▶ REQUIREMENT:
Copy exactly the lines of the material below, starting with the first and including the line that holds "rough mask: <svg".

▶ EXERCISE MATERIALS:
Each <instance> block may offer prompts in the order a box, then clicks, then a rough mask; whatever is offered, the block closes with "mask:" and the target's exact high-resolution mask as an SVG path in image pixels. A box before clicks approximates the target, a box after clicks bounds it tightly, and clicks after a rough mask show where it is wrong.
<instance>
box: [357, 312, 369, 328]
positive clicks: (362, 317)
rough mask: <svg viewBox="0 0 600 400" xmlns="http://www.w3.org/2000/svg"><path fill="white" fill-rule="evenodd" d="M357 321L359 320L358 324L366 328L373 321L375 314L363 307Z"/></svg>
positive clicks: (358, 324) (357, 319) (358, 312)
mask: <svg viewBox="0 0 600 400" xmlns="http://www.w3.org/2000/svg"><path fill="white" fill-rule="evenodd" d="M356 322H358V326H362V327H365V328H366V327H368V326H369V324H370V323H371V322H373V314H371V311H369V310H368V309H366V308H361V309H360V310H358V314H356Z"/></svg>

▶ TASK RESULT:
Each <instance> block may offer prompts in the order a box, then clicks, then a rough mask; whatever is offered, the block closes with "mask:" and the target's exact high-resolution mask as an SVG path in image pixels. A box before clicks approximates the target, a box after clicks bounds it tightly, and clicks after a rough mask show where it is wrong.
<instance>
box: [357, 312, 369, 328]
positive clicks: (362, 317)
rough mask: <svg viewBox="0 0 600 400" xmlns="http://www.w3.org/2000/svg"><path fill="white" fill-rule="evenodd" d="M357 321L359 320L358 324L366 328L373 321L375 314L363 307Z"/></svg>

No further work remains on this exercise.